**Directions:**
1) The durian text lists sweet foods that durian flavors "with a touch of modern innovation." Name each of them.
2) Answer from the durian text:
(a) How long can the fruit grow?
(b) How much does it typically weigh?
(c) In which country is es durian a popular dessert?
3) Carry on the durian text from its final sentence.

[[ Selected text, beginning ]]

Durian fruit regarded by many people in southeast Asia as the "king of fruits", the durian is distinctive for its large size, strong odour, and formidable thorn-covered husk. The fruit can grow as large as 30 centimetres long and 15 centimetres in diameter, and it typically weighs one to three kilograms. Its shape ranges from oblong to round, the colour of its husk green to brown, and its flesh pale yellow to red, depending on the species.
The edible flesh emits a distinctive odour that is strong and penetrating even when the husk is intact. Some people regard the durian as having a pleasantly sweet fragrance; others find the aroma overpowering and revolting.
Durian fruit is used to flavour a wide variety of sweet edibles such as traditional Malay candy, ice kacang, dodol, lempuk, rose biscuits, and, with a touch of modern innovation, ice cream, milkshakes, mooncakes, Yule logs, and cappuccino. Es durian is a popular dessert in Indonesia, sold at street side stall in Indonesian cities, especially in Java.

[[ Selected text, end ]]
[[ Dataset entries, beginning ]]

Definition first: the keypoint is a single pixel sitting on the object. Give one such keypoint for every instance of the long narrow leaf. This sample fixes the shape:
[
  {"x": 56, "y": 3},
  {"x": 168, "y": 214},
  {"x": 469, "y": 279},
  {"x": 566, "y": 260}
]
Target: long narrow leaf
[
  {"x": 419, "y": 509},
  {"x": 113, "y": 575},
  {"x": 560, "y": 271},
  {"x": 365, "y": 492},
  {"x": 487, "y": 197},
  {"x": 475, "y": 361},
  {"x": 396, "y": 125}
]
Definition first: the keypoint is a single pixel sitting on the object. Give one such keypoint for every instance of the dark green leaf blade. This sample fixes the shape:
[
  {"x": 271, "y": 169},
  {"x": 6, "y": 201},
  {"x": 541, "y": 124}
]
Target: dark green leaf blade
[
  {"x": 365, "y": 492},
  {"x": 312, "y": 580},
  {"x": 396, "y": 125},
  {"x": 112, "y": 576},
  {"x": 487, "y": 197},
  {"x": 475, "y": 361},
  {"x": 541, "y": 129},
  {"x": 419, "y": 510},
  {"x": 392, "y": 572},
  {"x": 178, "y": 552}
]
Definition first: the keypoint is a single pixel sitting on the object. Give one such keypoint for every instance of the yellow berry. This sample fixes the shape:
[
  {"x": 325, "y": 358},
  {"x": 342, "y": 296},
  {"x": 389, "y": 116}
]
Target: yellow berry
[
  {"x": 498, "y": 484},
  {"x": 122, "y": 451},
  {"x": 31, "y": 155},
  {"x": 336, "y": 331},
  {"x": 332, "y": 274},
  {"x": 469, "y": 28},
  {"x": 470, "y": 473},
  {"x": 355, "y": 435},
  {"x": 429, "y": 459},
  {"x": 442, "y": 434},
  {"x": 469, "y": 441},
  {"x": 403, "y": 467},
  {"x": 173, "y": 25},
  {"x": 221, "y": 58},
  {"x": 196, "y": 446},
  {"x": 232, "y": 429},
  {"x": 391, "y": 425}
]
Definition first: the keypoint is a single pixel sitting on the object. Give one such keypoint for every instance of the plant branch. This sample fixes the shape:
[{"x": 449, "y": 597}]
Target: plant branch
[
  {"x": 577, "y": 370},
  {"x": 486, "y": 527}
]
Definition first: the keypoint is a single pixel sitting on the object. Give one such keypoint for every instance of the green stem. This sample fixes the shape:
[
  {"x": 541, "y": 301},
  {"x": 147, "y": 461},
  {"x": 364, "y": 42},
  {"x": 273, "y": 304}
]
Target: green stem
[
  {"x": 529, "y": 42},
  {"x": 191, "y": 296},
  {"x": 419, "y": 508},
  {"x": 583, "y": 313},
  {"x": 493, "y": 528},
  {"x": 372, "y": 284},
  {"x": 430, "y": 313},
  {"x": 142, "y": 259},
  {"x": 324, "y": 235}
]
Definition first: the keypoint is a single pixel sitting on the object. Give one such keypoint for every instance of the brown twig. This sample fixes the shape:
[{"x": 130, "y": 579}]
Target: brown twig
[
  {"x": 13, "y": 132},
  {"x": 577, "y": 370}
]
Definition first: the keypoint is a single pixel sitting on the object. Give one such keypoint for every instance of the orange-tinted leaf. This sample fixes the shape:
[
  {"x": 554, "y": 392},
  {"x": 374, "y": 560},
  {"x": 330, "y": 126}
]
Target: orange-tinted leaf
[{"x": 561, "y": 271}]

[[ Dataset entries, end ]]

**Outputs for the tasks:**
1) ice cream, milkshakes, mooncakes, Yule logs, cappuccino

2)
(a) As long as 30 centimetres.
(b) One to three kilograms.
(c) Indonesia.

3)
Tempoyak refers to fermented durian, usually made from lower quality durian that is unsuitable for direct consumption. Tempoyak can be eaten either cooked or uncooked, is normally eaten with rice, and can also be used for making curry. Sambal Tempoyak is a Sumatran dish made from the fermented durian fruit, coconut milk, and a collection of spicy ingredients known as sambal.
In Thailand, durian is often eaten fresh with sweet sticky rice, and blocks of durian paste are sold in the markets, though much of the paste is adulterated with pumpkin. Unripe durians may be cooked as a vegetable, except in the Philippines, where all uses are sweet rather than savoury. Malaysians make both sugared and salted preserves from durian. When durian is minced with salt, onions and vinegar, it is called boder.
The durian seeds, which are the size of chestnuts, can be eaten whether they are boiled, roasted or fried in coconut oil, with a texture that is similar to taro or yam, but stickier. In Java, the seeds are sliced thin and cooked with sugar as a confection. Uncooked durian seeds are toxic due to cyclopropene fatty acids and should not be ingested.
Young leaves and shoots of the durian are occasionally cooked as greens. Sometimes the ash of the burned rind is added to special cakes. The petals of durian flowers are eaten in the North Sumatra province of Indonesia, while in the Moluccas islands the husk of the durian fruit is used as fuel to smoke fish.
Health benefits of Durian fruit
1. The durian fruit is a good source of antioxidant vitamin-C (about 33% of RDA). Consumption of foods rich in vitamin C helps the body develop resistance against infectious agents and scavenge harmful free radicals.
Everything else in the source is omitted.